Exercise objective
Could you print the data that follows exactly as given?
(Provided material begins)
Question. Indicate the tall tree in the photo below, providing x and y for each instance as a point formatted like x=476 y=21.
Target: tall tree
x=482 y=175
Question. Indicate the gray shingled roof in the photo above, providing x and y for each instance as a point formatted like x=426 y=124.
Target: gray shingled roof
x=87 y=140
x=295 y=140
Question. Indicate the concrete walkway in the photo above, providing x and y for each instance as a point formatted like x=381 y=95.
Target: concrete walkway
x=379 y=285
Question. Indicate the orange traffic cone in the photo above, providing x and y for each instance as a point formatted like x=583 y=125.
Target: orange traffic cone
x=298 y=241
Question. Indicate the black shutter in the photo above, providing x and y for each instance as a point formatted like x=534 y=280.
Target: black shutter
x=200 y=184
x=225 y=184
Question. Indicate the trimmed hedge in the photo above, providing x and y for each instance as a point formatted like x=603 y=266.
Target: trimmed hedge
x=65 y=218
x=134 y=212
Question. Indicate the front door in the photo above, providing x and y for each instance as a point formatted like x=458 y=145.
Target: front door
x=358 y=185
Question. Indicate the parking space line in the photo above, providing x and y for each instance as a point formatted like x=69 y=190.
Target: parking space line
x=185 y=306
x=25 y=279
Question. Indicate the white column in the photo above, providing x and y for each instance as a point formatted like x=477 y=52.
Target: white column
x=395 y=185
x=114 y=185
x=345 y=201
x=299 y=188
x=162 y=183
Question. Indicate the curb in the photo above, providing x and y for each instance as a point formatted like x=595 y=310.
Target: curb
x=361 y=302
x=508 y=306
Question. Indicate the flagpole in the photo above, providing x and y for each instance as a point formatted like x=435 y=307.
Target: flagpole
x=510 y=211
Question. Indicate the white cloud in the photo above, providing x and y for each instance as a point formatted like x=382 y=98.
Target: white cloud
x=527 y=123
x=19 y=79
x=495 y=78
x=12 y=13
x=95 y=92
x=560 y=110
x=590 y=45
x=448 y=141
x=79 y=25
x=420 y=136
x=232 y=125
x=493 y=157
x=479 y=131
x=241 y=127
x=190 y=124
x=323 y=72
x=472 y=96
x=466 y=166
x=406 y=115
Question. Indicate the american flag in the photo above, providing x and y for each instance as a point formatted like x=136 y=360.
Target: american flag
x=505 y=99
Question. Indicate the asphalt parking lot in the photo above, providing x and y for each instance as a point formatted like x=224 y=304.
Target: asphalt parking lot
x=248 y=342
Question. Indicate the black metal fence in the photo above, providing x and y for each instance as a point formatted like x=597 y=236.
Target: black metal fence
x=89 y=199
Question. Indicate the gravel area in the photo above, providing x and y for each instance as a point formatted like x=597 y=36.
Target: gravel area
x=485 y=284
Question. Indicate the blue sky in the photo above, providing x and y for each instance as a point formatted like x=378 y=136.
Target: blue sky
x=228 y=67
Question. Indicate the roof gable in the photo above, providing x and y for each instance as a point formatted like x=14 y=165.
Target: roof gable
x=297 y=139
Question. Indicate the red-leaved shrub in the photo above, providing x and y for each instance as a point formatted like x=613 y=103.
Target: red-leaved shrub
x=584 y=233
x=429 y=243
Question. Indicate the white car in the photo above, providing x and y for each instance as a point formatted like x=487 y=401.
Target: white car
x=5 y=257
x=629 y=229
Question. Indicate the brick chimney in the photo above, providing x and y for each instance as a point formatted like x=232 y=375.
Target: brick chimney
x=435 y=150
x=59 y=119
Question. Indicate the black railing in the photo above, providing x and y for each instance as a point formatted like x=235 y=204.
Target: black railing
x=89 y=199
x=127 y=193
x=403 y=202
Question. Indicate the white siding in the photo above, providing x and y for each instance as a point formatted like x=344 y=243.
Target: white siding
(Provided material ends)
Solved problem
Question. Indicate the tall tree in the photo below, providing x and y for each instance as a point formatted like x=476 y=21.
Target: tall tree
x=482 y=175
Question. Indicate the gray shingled roof in the photo above, providing x and y for each instance as a point formatted like x=426 y=124.
Target: gray shingled roof
x=87 y=140
x=295 y=140
Question. Indicate the concrete walkway in the photo above, providing x and y for each instance as a point formatted like x=381 y=95.
Target: concrete walkway
x=379 y=285
Question. Indicate the orange traffic cone in the photo above, providing x and y for each instance as a point formatted like x=583 y=125.
Target: orange traffic cone
x=298 y=241
Question. Indicate the black shutter in the photo above, providing x and y for each instance as a point formatted like x=534 y=280.
Target: black shutter
x=200 y=184
x=225 y=184
Question. Indicate the trimmed hedge in the photo above, providing x and y for each instance as a point formatted like x=603 y=266.
Target: trimmed hedge
x=65 y=218
x=134 y=212
Question. Indicate the front door in the photo above, providing x and y for each instance as a point formatted like x=458 y=145.
Target: front door
x=358 y=185
Question. Indicate the parking space line in the photo above, providing x and y for each instance as a point formatted like x=69 y=190.
Target: parking space line
x=185 y=306
x=25 y=279
Question. Indicate the white column in the photo above, providing x and y for each instance as a point formatted like x=477 y=52.
Target: white column
x=395 y=185
x=114 y=185
x=345 y=201
x=299 y=188
x=162 y=183
Question. Indicate the curb in the photo above, providing x and y for each instance as a point formatted like x=595 y=310.
Target: curb
x=361 y=302
x=508 y=306
Question. Indicate the flagpole in the photo above, providing x and y for each instance as a point formatted like x=435 y=307.
Target: flagpole
x=510 y=211
Question. Indicate the white cloud in the photo above, providing x and y for each instance as a point formatted like x=382 y=98.
Target: white cloud
x=527 y=123
x=19 y=79
x=495 y=78
x=12 y=13
x=95 y=92
x=560 y=110
x=590 y=45
x=448 y=141
x=79 y=25
x=420 y=136
x=232 y=125
x=493 y=157
x=479 y=131
x=241 y=127
x=190 y=124
x=323 y=72
x=472 y=96
x=466 y=166
x=406 y=115
Question. Indicate the american flag in the photo above, providing x and y for each instance as a point formatted like x=136 y=360.
Target: american flag
x=505 y=99
Question. Indicate the asphalt parking lot in the photo above, providing x and y for each instance as a point formatted like x=224 y=304.
Target: asphalt parking lot
x=248 y=342
Question. Indicate the black metal fence in the photo above, providing x and y for each instance as a point formatted like x=597 y=236.
Target: black metal fence
x=89 y=199
Question. Indicate the gravel area in the photo above, providing x and y for each instance as a point formatted like x=597 y=36.
Target: gravel area
x=485 y=284
Question. Indicate the blue sky in the photo above, providing x and y for each instance as a point formatted like x=378 y=136.
Target: blue sky
x=228 y=67
Question. Indicate the roof gable in the photo above, providing x and y for each instance as a point formatted like x=14 y=165.
Target: roof gable
x=297 y=139
Question. Indicate the red-leaved shrub in the photo above, providing x and y for each instance as a point formatted like x=613 y=103.
Target: red-leaved shrub
x=584 y=233
x=429 y=243
Question. Indicate the white car in the photo above, providing x and y for each instance as a point formatted like x=487 y=401.
Target: white car
x=5 y=257
x=629 y=229
Question. Indicate the brick chimney in the photo above, providing x and y for each instance as a point formatted like x=232 y=375.
Target: brick chimney
x=435 y=150
x=59 y=119
Question. Indicate the black railing in the photo above, providing x and y for each instance as a point formatted like x=235 y=204.
Target: black railing
x=89 y=199
x=127 y=193
x=403 y=202
Question. Indicate the white siding in the photo above, providing x and y for each instance as a point formatted like x=344 y=243.
Target: white siding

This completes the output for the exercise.